With nothing added or dropped, copy the data that follows exactly.

Source data
%%
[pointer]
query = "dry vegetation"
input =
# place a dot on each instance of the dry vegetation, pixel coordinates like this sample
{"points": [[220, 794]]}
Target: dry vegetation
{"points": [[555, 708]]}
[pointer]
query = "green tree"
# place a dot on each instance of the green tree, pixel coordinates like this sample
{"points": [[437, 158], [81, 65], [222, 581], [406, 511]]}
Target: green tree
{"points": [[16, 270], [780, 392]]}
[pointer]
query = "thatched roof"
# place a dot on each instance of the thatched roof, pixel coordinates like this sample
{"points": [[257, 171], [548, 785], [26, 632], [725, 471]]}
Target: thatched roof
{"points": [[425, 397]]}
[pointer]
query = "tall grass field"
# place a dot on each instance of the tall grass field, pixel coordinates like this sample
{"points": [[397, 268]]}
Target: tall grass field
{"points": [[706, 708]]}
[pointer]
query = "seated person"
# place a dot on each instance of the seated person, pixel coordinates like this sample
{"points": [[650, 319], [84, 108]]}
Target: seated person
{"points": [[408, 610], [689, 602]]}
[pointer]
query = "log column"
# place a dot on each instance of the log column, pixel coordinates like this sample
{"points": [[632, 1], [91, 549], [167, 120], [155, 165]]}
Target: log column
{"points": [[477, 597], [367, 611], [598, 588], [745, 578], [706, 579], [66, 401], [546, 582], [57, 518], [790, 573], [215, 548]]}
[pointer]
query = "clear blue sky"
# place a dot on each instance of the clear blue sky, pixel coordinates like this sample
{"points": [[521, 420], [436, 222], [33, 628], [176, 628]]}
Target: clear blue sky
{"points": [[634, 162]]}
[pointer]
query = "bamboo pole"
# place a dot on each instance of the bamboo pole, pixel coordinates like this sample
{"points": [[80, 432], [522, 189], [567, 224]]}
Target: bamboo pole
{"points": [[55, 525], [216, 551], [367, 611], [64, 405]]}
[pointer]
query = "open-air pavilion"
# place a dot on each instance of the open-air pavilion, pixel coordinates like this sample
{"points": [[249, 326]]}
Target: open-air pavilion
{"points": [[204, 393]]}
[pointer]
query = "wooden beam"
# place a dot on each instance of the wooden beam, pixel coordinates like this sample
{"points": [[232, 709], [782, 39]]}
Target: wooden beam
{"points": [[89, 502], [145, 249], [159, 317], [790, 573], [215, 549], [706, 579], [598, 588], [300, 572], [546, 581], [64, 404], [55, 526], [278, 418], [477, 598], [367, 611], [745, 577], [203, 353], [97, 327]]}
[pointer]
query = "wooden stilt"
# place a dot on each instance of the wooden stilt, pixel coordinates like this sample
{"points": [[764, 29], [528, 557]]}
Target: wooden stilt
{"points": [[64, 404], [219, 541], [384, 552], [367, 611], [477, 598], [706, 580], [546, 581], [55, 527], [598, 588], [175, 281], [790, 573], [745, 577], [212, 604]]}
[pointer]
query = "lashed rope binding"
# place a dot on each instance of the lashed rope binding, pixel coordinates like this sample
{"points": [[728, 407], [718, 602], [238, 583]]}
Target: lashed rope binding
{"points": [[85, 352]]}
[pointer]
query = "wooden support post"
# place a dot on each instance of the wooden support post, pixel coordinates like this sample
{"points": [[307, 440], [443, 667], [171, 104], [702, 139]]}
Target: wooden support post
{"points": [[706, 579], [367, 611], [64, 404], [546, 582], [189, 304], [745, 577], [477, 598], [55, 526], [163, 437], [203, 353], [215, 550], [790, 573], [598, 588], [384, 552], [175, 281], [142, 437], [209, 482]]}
%%
[ANSWER SECTION]:
[pointer]
query = "dry vegetation"
input =
# place a dot on each instance of the dry vegetation, pixel coordinates like this sample
{"points": [[220, 794]]}
Target: dry vegetation
{"points": [[555, 708]]}
[pointer]
query = "green tree"
# place a dot on each instance of the green tree, pixel coordinates like this sample
{"points": [[437, 158], [81, 65], [222, 581], [406, 511]]}
Target: green tree
{"points": [[16, 270], [780, 392]]}
[pointer]
query = "thatched roof"
# place a dot on each instance of the thatched roof, pixel coordinates like this sample
{"points": [[257, 171], [548, 785], [26, 632], [725, 471]]}
Target: thatched roof
{"points": [[425, 397]]}
[pointer]
query = "tall grass field"
# place a dot on each instance of the tall grass field, pixel coordinates like this sample
{"points": [[397, 268]]}
Target: tall grass field
{"points": [[706, 708]]}
[pointer]
query = "seated person"
# place a dot on each instance of the seated person, pixel coordinates like this sample
{"points": [[650, 319], [84, 108]]}
Target: seated person
{"points": [[408, 610], [689, 602]]}
[pointer]
query = "log column"
# place a dot on each instance of the log column, pixel coordinates like this sample
{"points": [[632, 1], [91, 549], [167, 120], [155, 165]]}
Target: log column
{"points": [[477, 597], [367, 611], [598, 588], [745, 578], [706, 579], [66, 401], [546, 582], [57, 518], [790, 573], [215, 548]]}
[pointer]
query = "clear blue sky"
# place a dot on each instance of the clear blue sky, pixel coordinates like this sample
{"points": [[521, 420], [436, 222], [33, 628], [176, 628]]}
Target: clear blue sky
{"points": [[634, 162]]}
[pointer]
query = "bamboo pole"
# place a dot on each instance of the bamboo pole, pixel coordinates like this sample
{"points": [[80, 432], [522, 189], [567, 224]]}
Target: bamboo pole
{"points": [[55, 525], [216, 551], [367, 611], [64, 405]]}
[pointer]
query = "open-air pavilion"
# place a dot on each instance of the open-air pavilion, pixel coordinates like this sample
{"points": [[249, 326]]}
Target: open-air pavilion
{"points": [[204, 393]]}
[pointer]
query = "wooden beam"
# place a dot on each instance of the wooden beam, pixel coordinates like this sample
{"points": [[232, 709], [782, 39]]}
Target: wooden beam
{"points": [[89, 502], [145, 249], [159, 317], [790, 573], [215, 549], [706, 579], [598, 588], [300, 572], [546, 581], [64, 404], [55, 526], [278, 418], [477, 598], [367, 611], [745, 577], [203, 353], [97, 327]]}
[pointer]
query = "wooden stilt"
# place a dot on each instance of the wooden stilt, pixel coordinates like this sample
{"points": [[764, 29], [528, 557]]}
Target: wooden stilt
{"points": [[64, 404], [219, 541], [384, 552], [367, 611], [477, 598], [706, 580], [546, 581], [55, 527], [598, 588], [175, 281], [790, 573], [745, 577], [212, 604]]}
[pointer]
query = "lashed rope binding"
# place a dot on each instance of the lashed rope binding, pixel coordinates like this sample
{"points": [[728, 407], [718, 602], [238, 583]]}
Target: lashed rope binding
{"points": [[85, 352]]}
[pointer]
query = "wooden support post"
# place a dot on each instance of the wooden support post, pixel coordinates like this sample
{"points": [[307, 440], [443, 667], [171, 104], [702, 139]]}
Target: wooden support post
{"points": [[706, 579], [367, 611], [64, 404], [546, 582], [189, 304], [745, 577], [477, 598], [55, 526], [163, 437], [203, 353], [215, 550], [790, 573], [598, 588], [384, 552], [175, 281], [142, 437], [209, 482]]}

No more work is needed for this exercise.